> [Required work] Report the count of lines containing the word "bride" in the entries below, and nothing more.

(Supplied records Opens)

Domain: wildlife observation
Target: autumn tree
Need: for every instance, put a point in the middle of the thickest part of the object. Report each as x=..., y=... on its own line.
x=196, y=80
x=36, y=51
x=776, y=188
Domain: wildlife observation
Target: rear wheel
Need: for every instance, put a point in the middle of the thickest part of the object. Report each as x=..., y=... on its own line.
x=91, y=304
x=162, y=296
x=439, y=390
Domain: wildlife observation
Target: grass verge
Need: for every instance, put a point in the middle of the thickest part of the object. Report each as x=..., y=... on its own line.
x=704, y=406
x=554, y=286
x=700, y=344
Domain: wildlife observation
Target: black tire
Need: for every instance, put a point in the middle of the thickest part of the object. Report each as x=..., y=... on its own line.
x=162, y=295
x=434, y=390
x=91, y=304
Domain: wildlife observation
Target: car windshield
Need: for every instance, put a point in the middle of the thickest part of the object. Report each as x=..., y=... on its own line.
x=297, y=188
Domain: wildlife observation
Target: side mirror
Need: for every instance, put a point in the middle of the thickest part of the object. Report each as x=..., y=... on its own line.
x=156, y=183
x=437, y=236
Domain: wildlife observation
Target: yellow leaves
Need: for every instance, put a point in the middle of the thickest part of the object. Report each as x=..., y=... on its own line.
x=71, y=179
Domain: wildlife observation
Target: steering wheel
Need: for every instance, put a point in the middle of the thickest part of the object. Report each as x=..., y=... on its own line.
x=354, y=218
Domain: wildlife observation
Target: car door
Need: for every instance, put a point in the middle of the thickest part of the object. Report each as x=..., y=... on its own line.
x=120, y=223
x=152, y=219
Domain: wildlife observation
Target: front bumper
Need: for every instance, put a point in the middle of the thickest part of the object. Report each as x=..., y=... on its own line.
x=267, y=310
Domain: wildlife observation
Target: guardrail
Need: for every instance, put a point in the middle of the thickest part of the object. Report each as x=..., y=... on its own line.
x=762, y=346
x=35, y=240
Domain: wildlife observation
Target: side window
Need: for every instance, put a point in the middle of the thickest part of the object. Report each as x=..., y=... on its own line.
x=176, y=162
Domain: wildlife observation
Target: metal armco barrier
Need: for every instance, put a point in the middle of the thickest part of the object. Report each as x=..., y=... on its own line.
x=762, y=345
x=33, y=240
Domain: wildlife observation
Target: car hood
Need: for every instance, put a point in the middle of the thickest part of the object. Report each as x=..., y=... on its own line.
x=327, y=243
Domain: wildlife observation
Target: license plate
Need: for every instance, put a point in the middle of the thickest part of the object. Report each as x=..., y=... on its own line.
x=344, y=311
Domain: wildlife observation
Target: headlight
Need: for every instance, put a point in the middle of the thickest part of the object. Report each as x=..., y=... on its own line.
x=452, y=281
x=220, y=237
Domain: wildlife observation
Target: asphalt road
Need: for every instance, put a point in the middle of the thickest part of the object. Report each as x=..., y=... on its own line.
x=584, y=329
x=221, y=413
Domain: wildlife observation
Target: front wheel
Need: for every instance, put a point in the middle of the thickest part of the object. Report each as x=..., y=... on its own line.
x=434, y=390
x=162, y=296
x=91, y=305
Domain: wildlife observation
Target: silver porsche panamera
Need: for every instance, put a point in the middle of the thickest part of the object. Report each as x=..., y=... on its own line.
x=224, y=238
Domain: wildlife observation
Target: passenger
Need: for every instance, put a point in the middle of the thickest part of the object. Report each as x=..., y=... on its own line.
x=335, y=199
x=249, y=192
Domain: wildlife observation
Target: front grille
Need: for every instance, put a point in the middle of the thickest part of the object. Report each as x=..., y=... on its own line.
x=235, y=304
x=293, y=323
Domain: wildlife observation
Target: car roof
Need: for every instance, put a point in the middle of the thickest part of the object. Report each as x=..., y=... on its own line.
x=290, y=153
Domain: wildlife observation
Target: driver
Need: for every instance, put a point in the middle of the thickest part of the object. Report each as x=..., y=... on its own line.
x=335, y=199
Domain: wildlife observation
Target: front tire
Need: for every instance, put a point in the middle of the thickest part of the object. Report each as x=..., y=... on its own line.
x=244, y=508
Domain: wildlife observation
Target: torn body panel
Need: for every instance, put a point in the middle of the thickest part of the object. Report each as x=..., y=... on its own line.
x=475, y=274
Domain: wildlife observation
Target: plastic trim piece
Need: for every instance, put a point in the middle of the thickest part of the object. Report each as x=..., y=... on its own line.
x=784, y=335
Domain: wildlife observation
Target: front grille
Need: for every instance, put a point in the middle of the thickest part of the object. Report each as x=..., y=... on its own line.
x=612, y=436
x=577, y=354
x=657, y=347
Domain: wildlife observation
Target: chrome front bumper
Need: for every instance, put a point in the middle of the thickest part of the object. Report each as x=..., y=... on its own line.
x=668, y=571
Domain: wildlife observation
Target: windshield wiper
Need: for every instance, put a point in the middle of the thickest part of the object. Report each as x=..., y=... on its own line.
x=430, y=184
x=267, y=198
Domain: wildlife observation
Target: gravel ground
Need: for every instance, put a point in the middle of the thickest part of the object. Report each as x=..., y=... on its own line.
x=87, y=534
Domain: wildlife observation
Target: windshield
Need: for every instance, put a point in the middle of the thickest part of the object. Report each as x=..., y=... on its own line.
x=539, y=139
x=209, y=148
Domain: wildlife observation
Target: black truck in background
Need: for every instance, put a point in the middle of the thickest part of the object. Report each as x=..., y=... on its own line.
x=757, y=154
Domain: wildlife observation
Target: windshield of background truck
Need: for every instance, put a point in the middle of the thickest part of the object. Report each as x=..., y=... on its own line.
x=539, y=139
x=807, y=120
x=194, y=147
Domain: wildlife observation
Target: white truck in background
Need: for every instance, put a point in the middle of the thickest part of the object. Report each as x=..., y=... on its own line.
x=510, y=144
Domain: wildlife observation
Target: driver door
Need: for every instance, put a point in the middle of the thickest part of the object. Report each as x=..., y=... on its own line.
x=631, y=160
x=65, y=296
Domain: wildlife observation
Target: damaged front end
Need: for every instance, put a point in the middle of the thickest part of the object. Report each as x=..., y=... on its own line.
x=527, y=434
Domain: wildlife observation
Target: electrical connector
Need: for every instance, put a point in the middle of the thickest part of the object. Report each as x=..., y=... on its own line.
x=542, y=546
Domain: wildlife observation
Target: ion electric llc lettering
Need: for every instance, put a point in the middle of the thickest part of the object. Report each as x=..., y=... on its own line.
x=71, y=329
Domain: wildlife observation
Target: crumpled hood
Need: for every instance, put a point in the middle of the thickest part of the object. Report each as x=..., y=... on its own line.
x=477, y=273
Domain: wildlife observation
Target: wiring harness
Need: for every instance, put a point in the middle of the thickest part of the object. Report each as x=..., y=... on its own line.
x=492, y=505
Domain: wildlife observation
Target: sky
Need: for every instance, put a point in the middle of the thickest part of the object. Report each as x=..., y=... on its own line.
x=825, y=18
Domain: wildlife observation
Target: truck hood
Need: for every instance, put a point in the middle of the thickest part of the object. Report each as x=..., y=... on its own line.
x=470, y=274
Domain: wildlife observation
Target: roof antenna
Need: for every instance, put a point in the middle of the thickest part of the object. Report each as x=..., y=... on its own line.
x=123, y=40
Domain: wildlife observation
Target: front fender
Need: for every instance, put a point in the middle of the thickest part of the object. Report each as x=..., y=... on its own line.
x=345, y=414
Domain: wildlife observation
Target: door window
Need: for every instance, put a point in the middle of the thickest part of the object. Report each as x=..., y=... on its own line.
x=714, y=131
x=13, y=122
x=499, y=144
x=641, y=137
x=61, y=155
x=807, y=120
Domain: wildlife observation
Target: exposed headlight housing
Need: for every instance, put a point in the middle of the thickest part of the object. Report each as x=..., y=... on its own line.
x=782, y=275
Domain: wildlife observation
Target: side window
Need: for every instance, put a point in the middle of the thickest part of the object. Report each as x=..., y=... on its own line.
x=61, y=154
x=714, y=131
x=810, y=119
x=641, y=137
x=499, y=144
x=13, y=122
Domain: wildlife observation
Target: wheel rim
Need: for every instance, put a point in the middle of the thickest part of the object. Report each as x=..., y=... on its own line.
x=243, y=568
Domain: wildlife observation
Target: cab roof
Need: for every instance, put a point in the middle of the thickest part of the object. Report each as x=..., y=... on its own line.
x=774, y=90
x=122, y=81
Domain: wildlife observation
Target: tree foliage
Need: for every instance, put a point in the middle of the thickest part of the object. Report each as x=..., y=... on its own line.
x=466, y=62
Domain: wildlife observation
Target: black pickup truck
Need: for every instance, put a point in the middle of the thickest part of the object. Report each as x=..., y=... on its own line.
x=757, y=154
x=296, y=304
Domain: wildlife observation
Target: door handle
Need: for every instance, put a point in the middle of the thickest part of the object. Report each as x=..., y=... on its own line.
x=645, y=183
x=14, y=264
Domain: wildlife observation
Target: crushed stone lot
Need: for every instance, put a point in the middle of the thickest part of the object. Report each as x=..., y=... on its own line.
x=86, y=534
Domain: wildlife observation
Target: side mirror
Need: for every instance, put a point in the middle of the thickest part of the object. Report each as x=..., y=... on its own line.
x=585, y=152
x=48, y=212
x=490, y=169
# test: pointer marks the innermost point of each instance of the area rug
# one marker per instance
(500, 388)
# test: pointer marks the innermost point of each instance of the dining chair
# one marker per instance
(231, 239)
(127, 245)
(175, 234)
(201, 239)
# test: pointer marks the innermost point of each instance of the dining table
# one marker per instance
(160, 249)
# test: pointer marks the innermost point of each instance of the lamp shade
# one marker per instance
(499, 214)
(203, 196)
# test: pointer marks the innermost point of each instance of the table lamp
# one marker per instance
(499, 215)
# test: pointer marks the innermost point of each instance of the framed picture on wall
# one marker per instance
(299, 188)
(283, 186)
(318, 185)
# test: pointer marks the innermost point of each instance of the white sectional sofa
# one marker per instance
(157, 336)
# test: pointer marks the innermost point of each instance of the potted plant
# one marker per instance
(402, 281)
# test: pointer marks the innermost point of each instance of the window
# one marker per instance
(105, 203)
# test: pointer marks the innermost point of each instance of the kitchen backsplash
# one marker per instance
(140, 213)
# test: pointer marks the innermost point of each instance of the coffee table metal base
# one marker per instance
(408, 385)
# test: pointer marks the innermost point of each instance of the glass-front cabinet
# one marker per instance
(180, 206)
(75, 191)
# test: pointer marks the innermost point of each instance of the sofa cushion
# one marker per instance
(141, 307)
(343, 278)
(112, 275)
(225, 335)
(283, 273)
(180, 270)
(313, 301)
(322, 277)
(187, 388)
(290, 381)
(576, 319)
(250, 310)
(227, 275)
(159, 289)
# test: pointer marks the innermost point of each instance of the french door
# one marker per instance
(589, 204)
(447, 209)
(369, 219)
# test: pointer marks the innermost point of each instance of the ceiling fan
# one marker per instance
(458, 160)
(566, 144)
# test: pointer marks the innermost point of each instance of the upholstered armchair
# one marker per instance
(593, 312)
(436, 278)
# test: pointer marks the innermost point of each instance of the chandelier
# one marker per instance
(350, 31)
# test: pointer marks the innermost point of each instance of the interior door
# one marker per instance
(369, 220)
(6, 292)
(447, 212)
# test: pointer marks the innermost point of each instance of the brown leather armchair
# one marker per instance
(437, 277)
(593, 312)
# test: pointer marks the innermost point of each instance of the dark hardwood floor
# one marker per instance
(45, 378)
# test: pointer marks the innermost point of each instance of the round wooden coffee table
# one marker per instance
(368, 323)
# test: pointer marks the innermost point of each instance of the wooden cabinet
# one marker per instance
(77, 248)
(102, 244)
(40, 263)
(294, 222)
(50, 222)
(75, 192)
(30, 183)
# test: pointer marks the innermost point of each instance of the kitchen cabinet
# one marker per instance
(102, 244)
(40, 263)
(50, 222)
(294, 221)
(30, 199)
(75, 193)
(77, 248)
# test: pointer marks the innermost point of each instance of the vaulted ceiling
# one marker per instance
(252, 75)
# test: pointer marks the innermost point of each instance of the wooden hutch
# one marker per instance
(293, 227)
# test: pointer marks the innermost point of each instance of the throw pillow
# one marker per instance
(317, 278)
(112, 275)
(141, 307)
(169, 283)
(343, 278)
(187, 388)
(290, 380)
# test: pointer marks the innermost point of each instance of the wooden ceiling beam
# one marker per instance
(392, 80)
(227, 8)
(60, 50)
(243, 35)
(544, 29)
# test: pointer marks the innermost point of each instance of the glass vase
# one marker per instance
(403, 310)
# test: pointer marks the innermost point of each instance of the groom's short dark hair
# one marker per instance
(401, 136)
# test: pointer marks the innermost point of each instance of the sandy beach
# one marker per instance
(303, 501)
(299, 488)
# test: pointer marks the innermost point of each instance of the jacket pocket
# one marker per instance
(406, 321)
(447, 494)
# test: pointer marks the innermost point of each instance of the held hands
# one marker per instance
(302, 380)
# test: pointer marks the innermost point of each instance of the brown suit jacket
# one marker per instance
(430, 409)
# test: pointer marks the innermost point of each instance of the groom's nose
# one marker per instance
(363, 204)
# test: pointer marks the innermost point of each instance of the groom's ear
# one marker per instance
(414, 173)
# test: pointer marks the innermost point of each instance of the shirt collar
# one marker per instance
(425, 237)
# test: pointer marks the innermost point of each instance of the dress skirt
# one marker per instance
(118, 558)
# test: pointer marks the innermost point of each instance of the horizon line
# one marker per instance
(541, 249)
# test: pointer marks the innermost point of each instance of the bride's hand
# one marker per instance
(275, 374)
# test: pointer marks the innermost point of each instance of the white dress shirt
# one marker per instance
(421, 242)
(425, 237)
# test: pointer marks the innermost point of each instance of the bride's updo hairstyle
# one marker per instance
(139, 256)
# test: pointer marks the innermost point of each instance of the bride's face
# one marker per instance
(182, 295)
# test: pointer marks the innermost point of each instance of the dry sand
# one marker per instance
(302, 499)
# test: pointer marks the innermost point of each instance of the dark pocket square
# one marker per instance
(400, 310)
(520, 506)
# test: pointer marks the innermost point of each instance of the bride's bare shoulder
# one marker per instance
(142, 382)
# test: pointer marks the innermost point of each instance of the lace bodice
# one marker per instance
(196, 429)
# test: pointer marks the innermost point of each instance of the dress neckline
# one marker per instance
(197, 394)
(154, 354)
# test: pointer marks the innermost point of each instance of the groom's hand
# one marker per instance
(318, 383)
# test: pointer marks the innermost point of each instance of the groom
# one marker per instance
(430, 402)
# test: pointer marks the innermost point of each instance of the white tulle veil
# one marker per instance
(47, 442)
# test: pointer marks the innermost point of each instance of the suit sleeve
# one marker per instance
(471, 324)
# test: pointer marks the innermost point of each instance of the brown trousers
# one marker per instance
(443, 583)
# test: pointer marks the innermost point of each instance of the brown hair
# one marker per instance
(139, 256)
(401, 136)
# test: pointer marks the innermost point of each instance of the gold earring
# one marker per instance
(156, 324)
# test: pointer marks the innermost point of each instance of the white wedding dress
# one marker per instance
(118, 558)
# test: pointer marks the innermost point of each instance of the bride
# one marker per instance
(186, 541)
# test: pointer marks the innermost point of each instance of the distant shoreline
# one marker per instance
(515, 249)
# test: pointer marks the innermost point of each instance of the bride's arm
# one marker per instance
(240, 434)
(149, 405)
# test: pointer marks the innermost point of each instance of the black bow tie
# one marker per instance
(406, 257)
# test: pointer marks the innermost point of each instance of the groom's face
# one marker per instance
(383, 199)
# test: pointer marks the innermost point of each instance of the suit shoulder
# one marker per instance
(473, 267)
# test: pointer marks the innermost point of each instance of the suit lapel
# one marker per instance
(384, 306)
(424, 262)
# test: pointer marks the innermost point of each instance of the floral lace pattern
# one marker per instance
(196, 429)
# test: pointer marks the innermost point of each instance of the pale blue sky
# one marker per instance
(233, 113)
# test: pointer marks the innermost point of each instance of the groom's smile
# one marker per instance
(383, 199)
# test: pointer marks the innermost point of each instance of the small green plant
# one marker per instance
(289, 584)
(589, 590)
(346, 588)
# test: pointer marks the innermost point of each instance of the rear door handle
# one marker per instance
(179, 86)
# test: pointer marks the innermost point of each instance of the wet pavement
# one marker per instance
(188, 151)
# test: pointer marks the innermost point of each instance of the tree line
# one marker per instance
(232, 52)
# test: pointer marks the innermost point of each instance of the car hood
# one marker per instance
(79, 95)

(Supplied records Closes)

> [Answer to this exercise] 6